Now in its sixth season, the Met Opera has been the single most successful alternative content program in theatres. On Tuesday night, RealD previewed part of Madam Butterfly 3D. No, it's not from the Met, but London's Royal Opera House. After a host of technical difficulties were resolved, we previewed part of the movie. The opening credit sequence had the extreme pop-outs people associate with 3D. It was mainly behind-the-scenes shots of hair and makeup and rainy London streets. The patient, slower pace lent a different mood to 3D than the one people are used to seeing with 3D-animated or tentpole movies. The actual opera had more restrained use of 3D. The most revelatory part was not the 3D, but the crispness of the shots. The high definition showed, and gave a front row view of the action.
On Wednesday evening, Sony previewed its closed-caption glasses. Not only will theatre owners likely be required by a federal mandate to provide options for deaf and blind patrons, but many theatre owners spoke of customers who had come in requesting such a product, since it was announced last year at ShowEast. Though Sony is currently mum about the price, the glasses are heavy and
complicated--and that usually means expensive. This reporter could not figure out exactly how the hologram was being projected but that's for the engineers. On each side of the glasses there is a small pack that apparently projects the captions on the screen from each side--but I can't explain more than that. It's also attached to a small transmitter that allows people to set the language and other specifications. This creates a great opportunity for international film festivals--people can watch the same movie, all with subtitles set to their preferred language.

▶ **Your instructions**:
Answer these questions using the report on the RealD and Sony previews above, numbering your answers to match.
1. Which opera house produced the Madam Butterfly 3D that RealD previewed?
2. On which evening did Sony preview its closed-caption glasses?
3. What does the small transmitter attached to the glasses allow people to set?

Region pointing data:
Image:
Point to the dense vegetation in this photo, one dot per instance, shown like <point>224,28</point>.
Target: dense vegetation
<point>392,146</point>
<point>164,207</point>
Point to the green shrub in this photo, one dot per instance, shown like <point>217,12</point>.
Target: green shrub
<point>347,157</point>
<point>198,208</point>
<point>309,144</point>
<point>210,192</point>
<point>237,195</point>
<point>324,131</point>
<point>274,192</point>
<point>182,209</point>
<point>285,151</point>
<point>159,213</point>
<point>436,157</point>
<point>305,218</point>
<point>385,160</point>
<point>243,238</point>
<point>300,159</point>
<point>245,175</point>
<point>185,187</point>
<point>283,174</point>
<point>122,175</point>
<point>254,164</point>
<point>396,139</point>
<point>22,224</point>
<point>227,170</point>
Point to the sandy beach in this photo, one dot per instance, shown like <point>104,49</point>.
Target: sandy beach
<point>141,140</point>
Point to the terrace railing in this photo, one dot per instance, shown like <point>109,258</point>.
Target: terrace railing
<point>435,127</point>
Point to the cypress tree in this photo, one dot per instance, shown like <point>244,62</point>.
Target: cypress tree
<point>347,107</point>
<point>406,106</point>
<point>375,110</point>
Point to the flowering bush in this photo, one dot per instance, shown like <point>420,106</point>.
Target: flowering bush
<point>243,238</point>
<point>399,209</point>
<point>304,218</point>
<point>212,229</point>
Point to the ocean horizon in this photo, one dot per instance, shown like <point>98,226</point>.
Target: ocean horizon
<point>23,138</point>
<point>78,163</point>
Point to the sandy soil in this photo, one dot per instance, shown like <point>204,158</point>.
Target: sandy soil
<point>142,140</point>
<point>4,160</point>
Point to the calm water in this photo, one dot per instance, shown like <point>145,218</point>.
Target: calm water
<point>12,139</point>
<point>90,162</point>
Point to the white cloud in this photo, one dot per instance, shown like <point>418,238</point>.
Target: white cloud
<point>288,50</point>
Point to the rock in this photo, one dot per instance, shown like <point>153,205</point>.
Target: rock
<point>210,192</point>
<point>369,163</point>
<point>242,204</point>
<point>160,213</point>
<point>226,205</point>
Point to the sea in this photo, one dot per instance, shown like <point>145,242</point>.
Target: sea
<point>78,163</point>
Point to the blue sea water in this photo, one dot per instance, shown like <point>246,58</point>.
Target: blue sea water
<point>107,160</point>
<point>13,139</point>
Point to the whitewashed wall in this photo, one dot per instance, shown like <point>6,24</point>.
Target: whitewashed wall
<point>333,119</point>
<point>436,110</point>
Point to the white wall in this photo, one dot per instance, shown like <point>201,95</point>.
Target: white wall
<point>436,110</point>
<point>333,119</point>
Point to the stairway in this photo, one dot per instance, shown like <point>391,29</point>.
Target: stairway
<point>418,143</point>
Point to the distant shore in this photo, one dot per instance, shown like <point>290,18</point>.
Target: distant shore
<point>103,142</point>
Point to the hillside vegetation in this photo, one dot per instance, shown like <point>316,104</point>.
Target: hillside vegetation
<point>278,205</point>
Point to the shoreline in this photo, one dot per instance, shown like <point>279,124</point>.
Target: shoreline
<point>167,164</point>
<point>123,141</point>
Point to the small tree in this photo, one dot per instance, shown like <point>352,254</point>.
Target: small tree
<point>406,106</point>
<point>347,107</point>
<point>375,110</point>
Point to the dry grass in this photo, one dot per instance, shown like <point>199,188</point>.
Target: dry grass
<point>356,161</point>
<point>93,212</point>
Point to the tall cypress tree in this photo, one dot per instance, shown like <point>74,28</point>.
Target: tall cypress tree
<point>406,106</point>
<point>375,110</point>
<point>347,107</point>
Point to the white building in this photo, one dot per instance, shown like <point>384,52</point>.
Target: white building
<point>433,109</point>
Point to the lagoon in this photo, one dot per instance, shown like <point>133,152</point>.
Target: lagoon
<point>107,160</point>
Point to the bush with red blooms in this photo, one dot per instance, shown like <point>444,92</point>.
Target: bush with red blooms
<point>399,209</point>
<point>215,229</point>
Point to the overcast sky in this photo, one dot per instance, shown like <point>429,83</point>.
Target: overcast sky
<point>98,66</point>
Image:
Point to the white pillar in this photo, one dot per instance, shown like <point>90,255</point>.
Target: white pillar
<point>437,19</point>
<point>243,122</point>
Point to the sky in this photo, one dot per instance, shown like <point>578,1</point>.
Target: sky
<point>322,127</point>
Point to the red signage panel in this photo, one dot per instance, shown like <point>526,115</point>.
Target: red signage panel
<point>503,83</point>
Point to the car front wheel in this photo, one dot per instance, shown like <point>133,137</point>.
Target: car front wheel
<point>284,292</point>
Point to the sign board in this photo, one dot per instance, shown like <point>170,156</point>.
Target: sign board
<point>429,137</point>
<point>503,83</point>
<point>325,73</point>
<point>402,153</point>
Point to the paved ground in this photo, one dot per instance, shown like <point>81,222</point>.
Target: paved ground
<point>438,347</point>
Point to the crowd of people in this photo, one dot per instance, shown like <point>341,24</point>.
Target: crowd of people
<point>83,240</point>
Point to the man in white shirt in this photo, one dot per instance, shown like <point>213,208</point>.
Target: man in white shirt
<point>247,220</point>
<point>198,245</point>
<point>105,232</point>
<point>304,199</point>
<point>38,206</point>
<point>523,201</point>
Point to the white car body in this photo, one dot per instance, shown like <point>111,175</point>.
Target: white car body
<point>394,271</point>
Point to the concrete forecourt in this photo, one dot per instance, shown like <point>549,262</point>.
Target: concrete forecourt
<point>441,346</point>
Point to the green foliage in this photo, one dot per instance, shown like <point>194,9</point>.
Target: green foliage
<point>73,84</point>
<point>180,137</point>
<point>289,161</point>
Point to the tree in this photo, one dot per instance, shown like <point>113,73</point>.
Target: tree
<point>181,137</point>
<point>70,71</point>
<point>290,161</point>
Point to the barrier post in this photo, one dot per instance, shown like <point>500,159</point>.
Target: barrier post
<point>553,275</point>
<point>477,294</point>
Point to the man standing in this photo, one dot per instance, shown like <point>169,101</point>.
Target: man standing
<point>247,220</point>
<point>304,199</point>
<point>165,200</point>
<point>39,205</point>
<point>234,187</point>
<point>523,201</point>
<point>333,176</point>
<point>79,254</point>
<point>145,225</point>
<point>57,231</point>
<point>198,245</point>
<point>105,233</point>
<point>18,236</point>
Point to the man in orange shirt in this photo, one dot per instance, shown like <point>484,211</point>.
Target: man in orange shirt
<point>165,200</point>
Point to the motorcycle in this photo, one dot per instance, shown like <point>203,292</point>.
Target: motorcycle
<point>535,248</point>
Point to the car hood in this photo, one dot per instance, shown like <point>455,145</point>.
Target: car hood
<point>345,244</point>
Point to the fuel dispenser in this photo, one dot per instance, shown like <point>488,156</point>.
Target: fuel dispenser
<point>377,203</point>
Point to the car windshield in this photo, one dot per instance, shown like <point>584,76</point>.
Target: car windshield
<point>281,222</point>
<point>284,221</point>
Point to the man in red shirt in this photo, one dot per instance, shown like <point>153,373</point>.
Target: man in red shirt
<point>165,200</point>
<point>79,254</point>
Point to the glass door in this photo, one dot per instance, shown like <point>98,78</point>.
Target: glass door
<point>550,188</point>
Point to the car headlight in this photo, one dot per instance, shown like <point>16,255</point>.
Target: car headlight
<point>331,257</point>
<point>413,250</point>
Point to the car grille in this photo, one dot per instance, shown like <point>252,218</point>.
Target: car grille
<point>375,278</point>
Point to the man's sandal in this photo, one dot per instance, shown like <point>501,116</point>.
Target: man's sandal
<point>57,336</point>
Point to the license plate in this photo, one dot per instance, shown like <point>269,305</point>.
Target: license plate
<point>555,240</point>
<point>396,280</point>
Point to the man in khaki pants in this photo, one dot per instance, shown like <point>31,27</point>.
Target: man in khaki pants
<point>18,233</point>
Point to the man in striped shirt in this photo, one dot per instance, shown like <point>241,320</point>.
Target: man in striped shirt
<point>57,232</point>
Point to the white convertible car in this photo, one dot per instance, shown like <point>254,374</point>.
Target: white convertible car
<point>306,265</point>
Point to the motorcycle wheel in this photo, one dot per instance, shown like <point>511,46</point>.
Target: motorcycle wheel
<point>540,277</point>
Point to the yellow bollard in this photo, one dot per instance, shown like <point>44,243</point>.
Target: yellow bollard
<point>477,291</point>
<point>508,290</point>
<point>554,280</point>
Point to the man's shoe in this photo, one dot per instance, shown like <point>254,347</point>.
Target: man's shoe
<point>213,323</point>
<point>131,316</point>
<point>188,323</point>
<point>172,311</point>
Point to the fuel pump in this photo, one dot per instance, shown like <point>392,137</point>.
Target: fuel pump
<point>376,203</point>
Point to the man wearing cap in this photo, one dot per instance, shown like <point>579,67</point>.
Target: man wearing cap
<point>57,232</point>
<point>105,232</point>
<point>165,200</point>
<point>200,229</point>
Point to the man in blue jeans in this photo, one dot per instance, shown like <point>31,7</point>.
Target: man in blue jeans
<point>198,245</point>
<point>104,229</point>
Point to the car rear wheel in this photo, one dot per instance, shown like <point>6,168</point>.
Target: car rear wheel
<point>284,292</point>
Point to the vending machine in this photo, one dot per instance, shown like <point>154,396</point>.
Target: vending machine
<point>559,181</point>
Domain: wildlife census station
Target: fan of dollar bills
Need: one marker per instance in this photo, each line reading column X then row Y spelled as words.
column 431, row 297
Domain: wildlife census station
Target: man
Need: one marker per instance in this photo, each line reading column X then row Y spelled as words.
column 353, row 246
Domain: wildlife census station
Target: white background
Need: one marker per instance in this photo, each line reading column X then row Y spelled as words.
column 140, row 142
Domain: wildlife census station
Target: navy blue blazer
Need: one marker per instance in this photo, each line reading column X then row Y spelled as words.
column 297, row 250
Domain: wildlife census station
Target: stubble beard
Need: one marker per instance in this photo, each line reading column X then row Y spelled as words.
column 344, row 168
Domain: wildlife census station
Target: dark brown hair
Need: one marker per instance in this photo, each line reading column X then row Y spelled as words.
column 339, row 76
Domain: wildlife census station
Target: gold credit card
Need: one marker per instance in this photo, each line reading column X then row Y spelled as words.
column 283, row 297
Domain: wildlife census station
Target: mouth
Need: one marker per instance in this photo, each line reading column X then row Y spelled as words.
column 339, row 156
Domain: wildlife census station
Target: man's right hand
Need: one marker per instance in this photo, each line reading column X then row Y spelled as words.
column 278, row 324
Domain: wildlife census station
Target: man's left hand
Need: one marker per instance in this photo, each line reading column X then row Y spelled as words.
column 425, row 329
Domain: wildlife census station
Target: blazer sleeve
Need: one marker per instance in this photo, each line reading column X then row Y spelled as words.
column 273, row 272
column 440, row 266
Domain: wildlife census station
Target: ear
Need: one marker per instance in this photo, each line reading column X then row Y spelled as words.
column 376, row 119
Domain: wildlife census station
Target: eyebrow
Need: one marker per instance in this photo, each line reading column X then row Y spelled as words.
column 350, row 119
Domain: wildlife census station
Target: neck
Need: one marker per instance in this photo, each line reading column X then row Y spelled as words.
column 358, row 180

▶ **Solution to this problem**:
1. London's Royal Opera House.
2. Wednesday evening.
3. The language and other specifications.